The exercise: Transcribe every line of the records verbatim.

— START Raw records —

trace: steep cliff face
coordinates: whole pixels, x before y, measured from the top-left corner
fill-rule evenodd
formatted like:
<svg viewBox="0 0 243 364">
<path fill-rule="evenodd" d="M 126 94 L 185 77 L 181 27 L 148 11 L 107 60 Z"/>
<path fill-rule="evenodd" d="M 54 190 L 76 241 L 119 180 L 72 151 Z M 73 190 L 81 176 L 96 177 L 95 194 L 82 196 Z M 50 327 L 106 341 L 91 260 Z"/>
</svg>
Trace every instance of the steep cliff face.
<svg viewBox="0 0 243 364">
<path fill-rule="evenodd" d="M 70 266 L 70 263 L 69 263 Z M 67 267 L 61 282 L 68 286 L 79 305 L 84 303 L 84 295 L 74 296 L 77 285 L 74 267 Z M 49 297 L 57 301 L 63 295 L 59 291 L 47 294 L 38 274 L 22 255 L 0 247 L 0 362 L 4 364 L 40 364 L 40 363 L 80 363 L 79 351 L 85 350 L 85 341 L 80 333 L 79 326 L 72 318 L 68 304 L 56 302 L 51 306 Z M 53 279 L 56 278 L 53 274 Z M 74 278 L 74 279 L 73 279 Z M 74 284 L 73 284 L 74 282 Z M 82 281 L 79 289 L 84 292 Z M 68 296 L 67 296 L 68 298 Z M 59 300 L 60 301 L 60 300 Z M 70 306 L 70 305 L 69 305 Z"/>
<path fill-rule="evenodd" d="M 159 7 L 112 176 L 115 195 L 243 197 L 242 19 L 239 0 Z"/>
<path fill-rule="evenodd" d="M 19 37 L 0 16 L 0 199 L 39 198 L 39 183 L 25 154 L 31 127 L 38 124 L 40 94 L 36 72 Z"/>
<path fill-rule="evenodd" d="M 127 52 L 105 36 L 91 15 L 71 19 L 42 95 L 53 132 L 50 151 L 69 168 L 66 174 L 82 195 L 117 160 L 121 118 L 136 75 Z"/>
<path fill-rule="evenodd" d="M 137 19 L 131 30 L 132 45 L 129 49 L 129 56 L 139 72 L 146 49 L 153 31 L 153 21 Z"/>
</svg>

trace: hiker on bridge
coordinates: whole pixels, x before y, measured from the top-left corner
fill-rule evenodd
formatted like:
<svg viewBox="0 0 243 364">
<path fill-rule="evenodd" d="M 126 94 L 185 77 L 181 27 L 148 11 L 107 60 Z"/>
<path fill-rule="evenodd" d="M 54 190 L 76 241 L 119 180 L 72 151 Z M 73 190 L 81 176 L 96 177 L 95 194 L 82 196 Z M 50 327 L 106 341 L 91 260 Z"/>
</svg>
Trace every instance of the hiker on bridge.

— END Raw records —

Final result:
trace: steep cliff face
coordinates: whole pixels, x before y, measured from the top-left corner
fill-rule evenodd
formatted like:
<svg viewBox="0 0 243 364">
<path fill-rule="evenodd" d="M 126 94 L 185 77 L 181 27 L 148 11 L 107 60 Z"/>
<path fill-rule="evenodd" d="M 54 190 L 76 241 L 119 180 L 72 151 Z M 73 190 L 81 176 L 96 177 L 95 194 L 82 196 Z M 50 327 L 106 341 L 91 260 Z"/>
</svg>
Trace every instance of the steep cliff face.
<svg viewBox="0 0 243 364">
<path fill-rule="evenodd" d="M 70 266 L 70 263 L 69 263 Z M 67 267 L 61 282 L 68 286 L 79 305 L 84 303 L 84 295 L 74 296 L 77 285 L 74 267 Z M 49 297 L 57 301 L 63 295 L 59 291 L 47 294 L 38 274 L 22 255 L 0 247 L 0 362 L 4 364 L 40 364 L 40 363 L 80 363 L 79 351 L 85 350 L 85 341 L 80 333 L 79 326 L 72 318 L 68 304 L 56 302 L 51 306 Z M 53 279 L 56 278 L 53 274 Z M 74 278 L 74 279 L 73 279 Z M 74 284 L 73 284 L 74 282 Z M 82 281 L 79 289 L 84 292 Z M 68 296 L 67 296 L 68 298 Z M 59 300 L 60 301 L 60 300 Z M 70 306 L 70 305 L 69 305 Z"/>
<path fill-rule="evenodd" d="M 159 7 L 112 176 L 115 195 L 243 197 L 242 19 L 239 0 Z"/>
<path fill-rule="evenodd" d="M 19 37 L 0 16 L 0 199 L 39 198 L 39 183 L 25 154 L 31 127 L 38 124 L 40 94 L 36 72 Z"/>
<path fill-rule="evenodd" d="M 127 52 L 105 36 L 91 15 L 71 19 L 42 95 L 53 132 L 50 151 L 69 168 L 66 174 L 82 195 L 117 160 L 121 118 L 136 75 Z"/>
<path fill-rule="evenodd" d="M 137 19 L 131 30 L 132 45 L 129 49 L 129 56 L 139 72 L 146 49 L 153 31 L 153 21 Z"/>
</svg>

trace: hiker on bridge
coordinates: whole pixels, x before y, measured from the top-left corner
fill-rule evenodd
formatted like:
<svg viewBox="0 0 243 364">
<path fill-rule="evenodd" d="M 126 94 L 185 77 L 181 27 L 148 11 L 107 60 Z"/>
<path fill-rule="evenodd" d="M 54 190 L 76 241 L 119 180 L 72 151 Z M 73 190 L 81 176 L 96 177 L 95 194 L 82 196 Z M 50 327 L 106 341 L 91 260 Z"/>
</svg>
Trace every instance of the hiker on bridge.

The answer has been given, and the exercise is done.